Document passage:
┌──

The main architectural layout of CPS is split into two main parts:
The OAM contains the CPS functions related to the initial configuration and administration of CPS.
Operators use the Policy Builder GUI to define the initial network configuration and deploy customizations.
Operators use the Control Center GUI or functionality that is provided through the Unified API to monitor day-to-day operations and manage the network. One of the primary management functions of Control Center is to manage subscribers. This aspect of Control Center is also referred to as the Unified Subscriber Manager (USuM).
This section describes the three-tier architecture.
The three-tier architecture defines how CPS handles network messages and gives CPS the ability to scale. The three processing tiers are:
I/O Management Layer
The I/O Management Layer handles I/O management and distribution within the platform. Load Balancer (LB) VMs, also referred to as Policy Director (PD) VMs implements I/O management layer functions. This layer supports internal load balancers to load balance requests to the relevant modules.
The Application Layer handles the transaction workload and does not maintain subscriber session state information. The main module of the Application Layer is a high performance rules engine.
The Persistence Layer consists of the Session Manager - a document-oriented database used to store session, subscriber information, and balance data (if and when applicable). Session Manager VMs implements this function.
The databases that are included in Session Manager are:
For more information on Persistence Layer, refer to Persistence Layer.

└──

Information provided:
┌──

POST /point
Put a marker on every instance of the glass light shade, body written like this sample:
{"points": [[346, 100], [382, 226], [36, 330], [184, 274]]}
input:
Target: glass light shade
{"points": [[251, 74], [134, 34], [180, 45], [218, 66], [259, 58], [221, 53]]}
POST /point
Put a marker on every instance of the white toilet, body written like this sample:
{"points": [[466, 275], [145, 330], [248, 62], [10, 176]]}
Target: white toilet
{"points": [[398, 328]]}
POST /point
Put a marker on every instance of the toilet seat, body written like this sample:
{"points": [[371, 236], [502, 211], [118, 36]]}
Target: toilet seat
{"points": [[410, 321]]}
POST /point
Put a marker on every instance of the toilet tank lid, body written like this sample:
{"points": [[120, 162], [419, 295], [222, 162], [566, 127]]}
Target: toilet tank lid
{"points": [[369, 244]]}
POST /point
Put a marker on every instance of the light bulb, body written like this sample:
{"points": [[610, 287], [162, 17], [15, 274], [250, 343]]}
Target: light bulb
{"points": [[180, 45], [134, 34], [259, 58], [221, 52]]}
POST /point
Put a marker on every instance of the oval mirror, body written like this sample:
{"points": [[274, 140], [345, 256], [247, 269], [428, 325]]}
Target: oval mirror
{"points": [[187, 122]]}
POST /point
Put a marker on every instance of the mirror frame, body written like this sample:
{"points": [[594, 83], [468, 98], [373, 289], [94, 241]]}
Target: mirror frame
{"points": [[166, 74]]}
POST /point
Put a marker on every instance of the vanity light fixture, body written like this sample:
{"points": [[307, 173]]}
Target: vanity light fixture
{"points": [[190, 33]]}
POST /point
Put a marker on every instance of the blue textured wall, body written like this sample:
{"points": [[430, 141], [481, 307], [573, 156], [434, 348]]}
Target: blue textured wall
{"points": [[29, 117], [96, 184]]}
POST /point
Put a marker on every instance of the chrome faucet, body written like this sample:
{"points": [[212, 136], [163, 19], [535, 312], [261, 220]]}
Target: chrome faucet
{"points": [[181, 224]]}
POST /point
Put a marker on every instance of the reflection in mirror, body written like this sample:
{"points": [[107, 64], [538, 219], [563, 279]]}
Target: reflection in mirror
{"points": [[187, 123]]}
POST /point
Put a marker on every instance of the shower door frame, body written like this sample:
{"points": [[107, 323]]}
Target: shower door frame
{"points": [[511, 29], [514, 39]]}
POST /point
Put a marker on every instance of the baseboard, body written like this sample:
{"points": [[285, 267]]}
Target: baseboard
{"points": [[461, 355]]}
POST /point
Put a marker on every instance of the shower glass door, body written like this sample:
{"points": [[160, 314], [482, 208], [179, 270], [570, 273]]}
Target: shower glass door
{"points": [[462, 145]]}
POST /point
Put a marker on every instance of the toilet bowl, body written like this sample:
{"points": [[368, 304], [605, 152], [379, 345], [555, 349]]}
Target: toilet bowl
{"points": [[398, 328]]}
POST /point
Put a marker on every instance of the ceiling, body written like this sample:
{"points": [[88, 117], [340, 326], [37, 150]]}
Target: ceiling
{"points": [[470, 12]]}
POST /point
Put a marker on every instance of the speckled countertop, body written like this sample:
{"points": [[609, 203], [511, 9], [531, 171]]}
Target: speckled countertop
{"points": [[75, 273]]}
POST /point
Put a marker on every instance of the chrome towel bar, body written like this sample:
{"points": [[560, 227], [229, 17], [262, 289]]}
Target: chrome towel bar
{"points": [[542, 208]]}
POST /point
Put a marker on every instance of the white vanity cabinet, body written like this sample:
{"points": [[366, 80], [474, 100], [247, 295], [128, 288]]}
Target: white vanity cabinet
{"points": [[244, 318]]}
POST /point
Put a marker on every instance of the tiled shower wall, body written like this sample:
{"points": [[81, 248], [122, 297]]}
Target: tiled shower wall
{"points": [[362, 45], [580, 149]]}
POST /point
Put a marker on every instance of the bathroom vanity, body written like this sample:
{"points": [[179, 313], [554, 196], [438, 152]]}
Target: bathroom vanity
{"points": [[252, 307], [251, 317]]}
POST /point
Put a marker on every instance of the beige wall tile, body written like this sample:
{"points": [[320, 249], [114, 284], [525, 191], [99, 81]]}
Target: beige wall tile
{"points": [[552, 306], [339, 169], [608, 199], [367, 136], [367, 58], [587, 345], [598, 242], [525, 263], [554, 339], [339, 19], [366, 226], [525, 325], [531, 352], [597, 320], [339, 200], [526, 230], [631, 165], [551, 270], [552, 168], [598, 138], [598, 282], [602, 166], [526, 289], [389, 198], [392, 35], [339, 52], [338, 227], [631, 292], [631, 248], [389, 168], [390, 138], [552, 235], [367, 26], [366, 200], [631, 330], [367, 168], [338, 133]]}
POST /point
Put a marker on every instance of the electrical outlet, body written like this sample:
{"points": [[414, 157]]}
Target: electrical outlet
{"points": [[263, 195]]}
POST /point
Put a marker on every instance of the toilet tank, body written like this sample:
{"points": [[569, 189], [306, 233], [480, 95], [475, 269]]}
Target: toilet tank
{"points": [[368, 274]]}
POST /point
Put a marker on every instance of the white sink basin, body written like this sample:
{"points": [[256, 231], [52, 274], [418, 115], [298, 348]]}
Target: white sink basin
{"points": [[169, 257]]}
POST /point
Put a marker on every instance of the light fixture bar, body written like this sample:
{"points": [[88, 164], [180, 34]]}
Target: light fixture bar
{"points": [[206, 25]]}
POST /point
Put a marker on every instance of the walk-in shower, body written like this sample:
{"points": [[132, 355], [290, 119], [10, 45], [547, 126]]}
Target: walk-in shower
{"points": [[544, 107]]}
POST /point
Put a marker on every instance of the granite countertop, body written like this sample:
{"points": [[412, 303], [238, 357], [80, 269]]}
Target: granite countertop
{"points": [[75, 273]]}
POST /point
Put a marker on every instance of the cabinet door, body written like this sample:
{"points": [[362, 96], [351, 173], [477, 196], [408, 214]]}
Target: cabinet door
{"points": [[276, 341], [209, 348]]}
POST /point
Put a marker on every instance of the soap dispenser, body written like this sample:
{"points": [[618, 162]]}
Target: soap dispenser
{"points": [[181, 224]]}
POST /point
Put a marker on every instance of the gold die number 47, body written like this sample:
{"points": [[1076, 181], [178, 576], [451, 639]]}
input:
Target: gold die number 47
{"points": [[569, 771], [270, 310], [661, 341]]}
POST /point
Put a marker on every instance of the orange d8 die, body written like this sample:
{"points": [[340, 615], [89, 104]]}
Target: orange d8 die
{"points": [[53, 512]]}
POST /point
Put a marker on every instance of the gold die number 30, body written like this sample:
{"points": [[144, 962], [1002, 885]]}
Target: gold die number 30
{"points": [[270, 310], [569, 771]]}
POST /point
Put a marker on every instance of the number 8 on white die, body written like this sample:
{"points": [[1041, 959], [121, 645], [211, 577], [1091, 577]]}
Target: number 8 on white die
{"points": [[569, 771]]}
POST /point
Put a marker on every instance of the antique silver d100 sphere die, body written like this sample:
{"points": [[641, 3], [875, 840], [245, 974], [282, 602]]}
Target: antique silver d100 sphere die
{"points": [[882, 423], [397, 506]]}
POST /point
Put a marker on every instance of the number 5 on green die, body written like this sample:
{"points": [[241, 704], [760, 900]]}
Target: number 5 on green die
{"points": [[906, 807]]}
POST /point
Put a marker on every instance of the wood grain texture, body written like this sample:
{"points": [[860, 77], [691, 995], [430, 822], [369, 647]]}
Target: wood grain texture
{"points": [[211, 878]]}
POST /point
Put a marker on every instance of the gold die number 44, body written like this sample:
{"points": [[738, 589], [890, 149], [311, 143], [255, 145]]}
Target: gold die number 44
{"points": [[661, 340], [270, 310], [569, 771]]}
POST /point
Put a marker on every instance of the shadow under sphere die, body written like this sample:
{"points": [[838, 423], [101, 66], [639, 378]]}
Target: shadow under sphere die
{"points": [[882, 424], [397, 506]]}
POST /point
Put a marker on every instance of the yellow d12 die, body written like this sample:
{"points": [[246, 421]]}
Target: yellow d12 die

└──

Work to complete:
a) Copy the CPS architecture passage between "The three-tier architecture defines" and "implements this function.", inclusive.
b) Proceed with the passage on CPS architecture, starting after its last sentence.

Task responses:
a)
The three-tier architecture defines how CPS handles network messages and gives CPS the ability to scale. The three processing tiers are:
I/O Management Layer
The I/O Management Layer handles I/O management and distribution within the platform. Load Balancer (LB) VMs, also referred to as Policy Director (PD) VMs implements I/O management layer functions. This layer supports internal load balancers to load balance requests to the relevant modules.
The Application Layer handles the transaction workload and does not maintain subscriber session state information. The main module of the Application Layer is a high performance rules engine.
The Persistence Layer consists of the Session Manager - a document-oriented database used to store session, subscriber information, and balance data (if and when applicable). Session Manager VMs implements this function.

b)
The Persistence Layer is responsible for storing session information, as well as subscriber profile and quota information if applicable. This is done using the Session Manager application. It is the persistence layer that maintains state within CPS. Geographic redundancy is achieved through data synchronization of the persistence layer between sites.
The Session Manager is built using MongoDB, a high-performance and high-availability document-oriented database.
The MongoDB obtains high performance by using a 'file-backed in-memory database'. To achieve high performance, the MongoDB stores as much of the data as possible in memory (and thus is very fast), but the data is mirrored and written out to disk to preserve the database information across restarts.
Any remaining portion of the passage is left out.